TASK STATEMENT =>
Each entry should be quoted word for word, including every mark of punctuation.

DATA FOR THIS EXERCISE =>
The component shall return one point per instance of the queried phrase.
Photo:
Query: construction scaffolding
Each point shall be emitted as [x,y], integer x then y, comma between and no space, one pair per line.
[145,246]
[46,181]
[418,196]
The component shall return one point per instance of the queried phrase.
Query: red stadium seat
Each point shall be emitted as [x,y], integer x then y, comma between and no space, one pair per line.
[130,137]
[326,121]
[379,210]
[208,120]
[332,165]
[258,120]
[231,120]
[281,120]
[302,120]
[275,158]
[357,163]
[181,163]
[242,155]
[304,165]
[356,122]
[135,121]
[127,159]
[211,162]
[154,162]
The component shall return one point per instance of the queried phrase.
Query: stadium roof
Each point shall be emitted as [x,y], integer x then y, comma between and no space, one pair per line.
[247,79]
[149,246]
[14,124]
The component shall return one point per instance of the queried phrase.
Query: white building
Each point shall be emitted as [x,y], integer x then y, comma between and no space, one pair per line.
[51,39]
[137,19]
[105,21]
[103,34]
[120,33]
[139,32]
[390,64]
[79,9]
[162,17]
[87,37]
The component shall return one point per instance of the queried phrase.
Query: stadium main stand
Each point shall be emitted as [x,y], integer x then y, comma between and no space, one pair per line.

FULL OUTPUT =>
The component shall return one point per instance of the queried phrase.
Photo:
Query: construction scaffolding
Each point shall be emitted as [x,y], integer x then y, comma between and no space, one pair per line.
[145,246]
[46,181]
[418,196]
The component shall return one point per instance of the queried phrase.
Query: red stadium seat
Each point shall be emitted as [x,y], integer x then y, comma between and no space, one pair per line.
[130,137]
[326,121]
[379,210]
[208,120]
[332,165]
[258,120]
[231,120]
[281,120]
[302,120]
[275,158]
[357,163]
[181,163]
[242,155]
[304,165]
[356,122]
[135,121]
[127,159]
[211,162]
[154,162]
The component shall return one point per instance of the queried phrase.
Query: stadium roof
Each point shall be emitted as [x,y], integer x then y, comma between and no space, one pair per line.
[247,79]
[149,246]
[14,124]
The component shall return one point per instance of the queried phrase.
Query: white building
Each point shall be emitted as [x,y], integer x then y, comma between and no space, one pair per line.
[51,39]
[137,19]
[105,21]
[103,34]
[120,33]
[139,32]
[390,64]
[79,9]
[162,17]
[87,37]
The component shall return one point per instance of the queried phrase.
Query: stadium main stand
Each point shall be emitted as [x,y], integer x then y, comma between and no space, one pair per line.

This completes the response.